What the task asks –
From the discussion of stripped formatting below, extract the passage from "it returns a" to "issue you have." without changing a word.

Quoted passage –
— START —

Closed seankurth closed 8 years ago

seankurth commented 9 years ago

When I type

<h3 style="font-size:16pt; font-weight=bolder; color=purple;">Title</h3>

it returns a simple level 3 heading "=== Title ===" and strips all the formatting. Same goes for

<hr style="color:purple; width=50%; align=center;"> 

rather than returning a half width purple thematic break in the center of the page, it just gives me a plain, black, left-aligned "----."

riparap commented 9 years ago

If you have this kind of problems I would suggest that you create new empty page and input your text there. Doing that will eliminate effect of other texts on page with the issue you have.

1. I can input level 3 heading "Title" where "itl" is underlined and with italic and format stays when page is saved and reopened for editing. Saved code in wikitext mode seems to be like this:

=== T<u>i''tl''</u>e === 

It seems not to convert all formats in wikitext but it seems to work.

— END —

Data supplied –
— START —

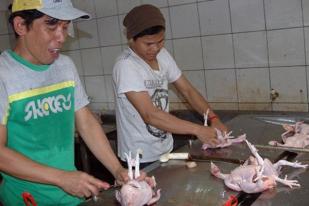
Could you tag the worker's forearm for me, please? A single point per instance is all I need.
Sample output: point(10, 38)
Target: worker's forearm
point(167, 122)
point(99, 145)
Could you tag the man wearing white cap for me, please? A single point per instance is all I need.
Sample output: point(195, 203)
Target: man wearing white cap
point(41, 102)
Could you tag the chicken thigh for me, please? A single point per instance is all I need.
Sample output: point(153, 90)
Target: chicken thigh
point(295, 136)
point(136, 193)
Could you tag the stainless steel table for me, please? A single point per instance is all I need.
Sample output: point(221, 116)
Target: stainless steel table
point(189, 187)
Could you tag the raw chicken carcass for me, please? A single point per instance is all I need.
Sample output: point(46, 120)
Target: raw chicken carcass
point(256, 174)
point(136, 193)
point(295, 136)
point(225, 139)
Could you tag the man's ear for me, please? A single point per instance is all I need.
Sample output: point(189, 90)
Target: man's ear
point(19, 26)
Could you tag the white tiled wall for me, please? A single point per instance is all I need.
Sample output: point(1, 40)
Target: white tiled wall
point(233, 51)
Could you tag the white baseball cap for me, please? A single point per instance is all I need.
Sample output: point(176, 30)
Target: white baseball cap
point(59, 9)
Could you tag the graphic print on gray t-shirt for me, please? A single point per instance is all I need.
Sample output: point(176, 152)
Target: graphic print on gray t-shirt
point(160, 100)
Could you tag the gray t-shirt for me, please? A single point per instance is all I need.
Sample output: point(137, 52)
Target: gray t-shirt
point(131, 73)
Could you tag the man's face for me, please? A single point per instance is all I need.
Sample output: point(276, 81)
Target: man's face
point(42, 42)
point(147, 47)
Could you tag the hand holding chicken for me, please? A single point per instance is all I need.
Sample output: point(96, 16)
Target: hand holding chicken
point(134, 192)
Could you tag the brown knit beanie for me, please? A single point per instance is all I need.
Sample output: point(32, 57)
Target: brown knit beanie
point(141, 18)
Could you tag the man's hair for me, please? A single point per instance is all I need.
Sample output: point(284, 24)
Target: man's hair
point(28, 15)
point(150, 31)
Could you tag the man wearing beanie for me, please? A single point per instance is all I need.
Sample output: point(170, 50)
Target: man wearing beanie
point(140, 78)
point(41, 102)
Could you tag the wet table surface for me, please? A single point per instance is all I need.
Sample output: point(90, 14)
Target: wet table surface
point(189, 187)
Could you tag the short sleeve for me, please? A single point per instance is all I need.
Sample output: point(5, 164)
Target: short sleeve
point(168, 61)
point(127, 77)
point(4, 103)
point(80, 96)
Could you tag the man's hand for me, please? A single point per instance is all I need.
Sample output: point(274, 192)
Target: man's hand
point(122, 177)
point(216, 123)
point(81, 184)
point(207, 135)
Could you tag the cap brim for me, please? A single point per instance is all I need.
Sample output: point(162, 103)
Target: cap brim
point(65, 13)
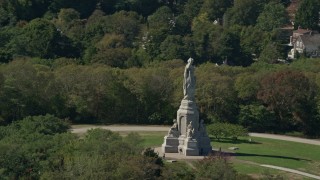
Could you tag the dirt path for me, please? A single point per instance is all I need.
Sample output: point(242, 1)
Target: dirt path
point(286, 138)
point(149, 128)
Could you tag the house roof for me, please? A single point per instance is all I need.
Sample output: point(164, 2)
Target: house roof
point(302, 31)
point(311, 42)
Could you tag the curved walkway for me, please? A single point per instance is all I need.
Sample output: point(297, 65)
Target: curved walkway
point(286, 138)
point(149, 128)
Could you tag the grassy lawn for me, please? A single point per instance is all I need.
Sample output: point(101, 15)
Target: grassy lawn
point(303, 157)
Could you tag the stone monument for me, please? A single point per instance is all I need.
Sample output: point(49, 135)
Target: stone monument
point(187, 135)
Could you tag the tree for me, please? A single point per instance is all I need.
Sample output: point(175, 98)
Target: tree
point(290, 95)
point(270, 53)
point(173, 48)
point(41, 37)
point(244, 13)
point(215, 8)
point(307, 15)
point(273, 16)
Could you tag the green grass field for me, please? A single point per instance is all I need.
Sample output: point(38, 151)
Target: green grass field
point(246, 160)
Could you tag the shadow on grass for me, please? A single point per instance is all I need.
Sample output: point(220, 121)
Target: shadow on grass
point(238, 141)
point(269, 156)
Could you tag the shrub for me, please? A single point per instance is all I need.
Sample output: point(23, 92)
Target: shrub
point(226, 130)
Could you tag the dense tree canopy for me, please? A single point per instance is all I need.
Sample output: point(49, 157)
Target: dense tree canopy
point(90, 60)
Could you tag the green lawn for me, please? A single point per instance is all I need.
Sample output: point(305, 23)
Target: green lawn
point(303, 157)
point(288, 154)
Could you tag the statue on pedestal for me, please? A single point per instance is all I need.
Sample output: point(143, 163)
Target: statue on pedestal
point(189, 82)
point(190, 131)
point(173, 131)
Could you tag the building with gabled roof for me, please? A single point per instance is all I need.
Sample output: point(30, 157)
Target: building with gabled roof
point(305, 42)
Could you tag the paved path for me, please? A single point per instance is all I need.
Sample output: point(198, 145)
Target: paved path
point(149, 128)
point(83, 129)
point(286, 138)
point(292, 171)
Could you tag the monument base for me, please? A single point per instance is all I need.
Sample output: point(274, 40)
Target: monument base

— END —

Reply to the exercise –
it returns a simple level 3 heading "=== Title ===" and strips all the formatting. Same goes for

<hr style="color:purple; width=50%; align=center;"> 

rather than returning a half width purple thematic break in the center of the page, it just gives me a plain, black, left-aligned "----."

riparap commented 9 years ago

If you have this kind of problems I would suggest that you create new empty page and input your text there. Doing that will eliminate effect of other texts on page with the issue you have.